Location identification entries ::

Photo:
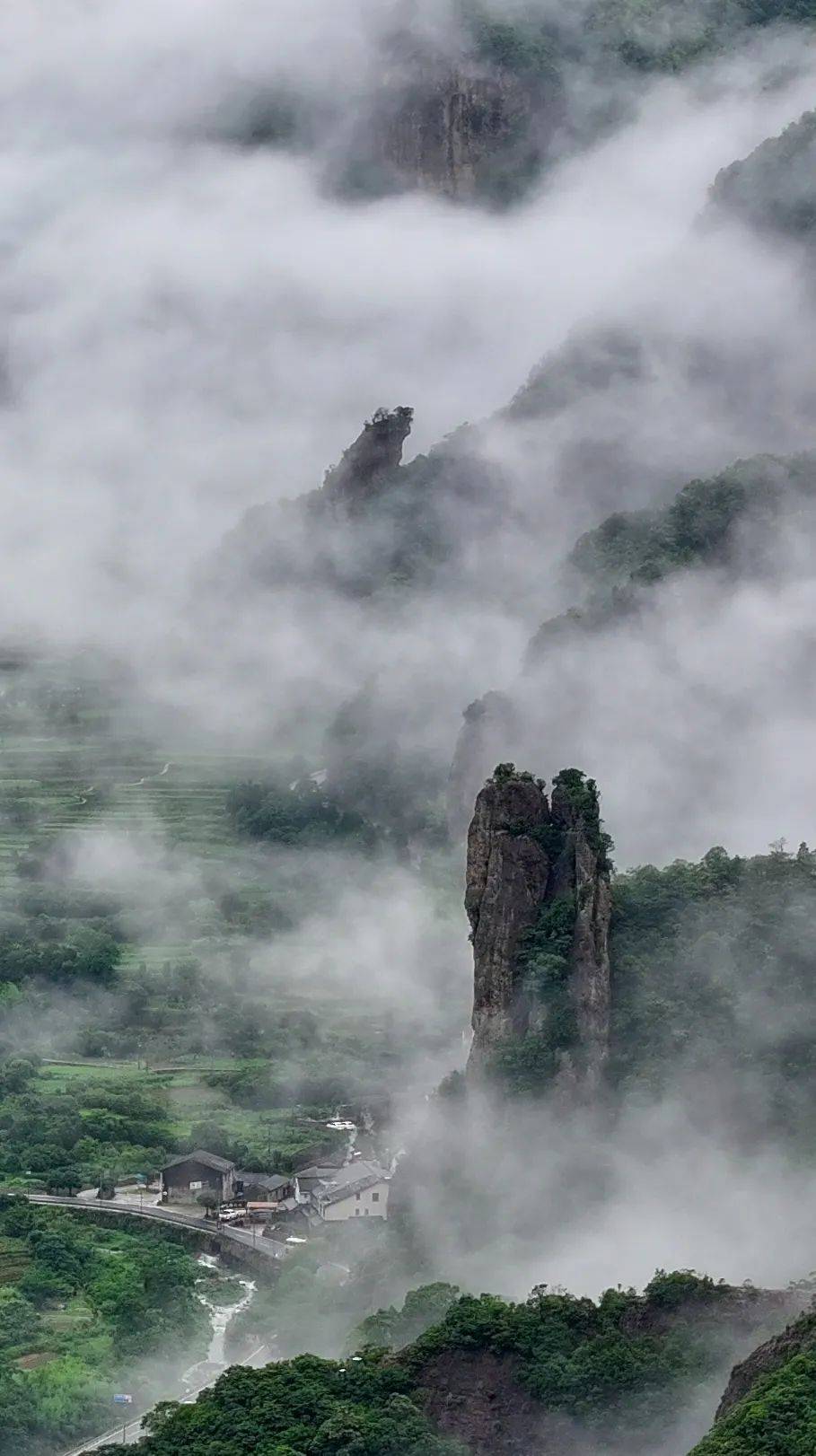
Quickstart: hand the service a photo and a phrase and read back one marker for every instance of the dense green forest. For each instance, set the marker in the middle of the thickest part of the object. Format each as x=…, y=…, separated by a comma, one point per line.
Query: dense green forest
x=619, y=1367
x=82, y=1309
x=777, y=1416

Exercise instructions ::
Recast the lines above as a JSON list of strings with one string per line, skipping blank lines and leaving out the pictures.

Worked solution ::
[
  "Photo:",
  "Quickstart: hand the service a photo and a phrase and read back one marker for every instance of the dense green forest. For each instance, set the marker in the middle of the thickest part of the object. Format each as x=…, y=…, separated by a comma, one point per line.",
  "Query: dense green forest",
  "x=619, y=1367",
  "x=82, y=1309",
  "x=777, y=1416"
]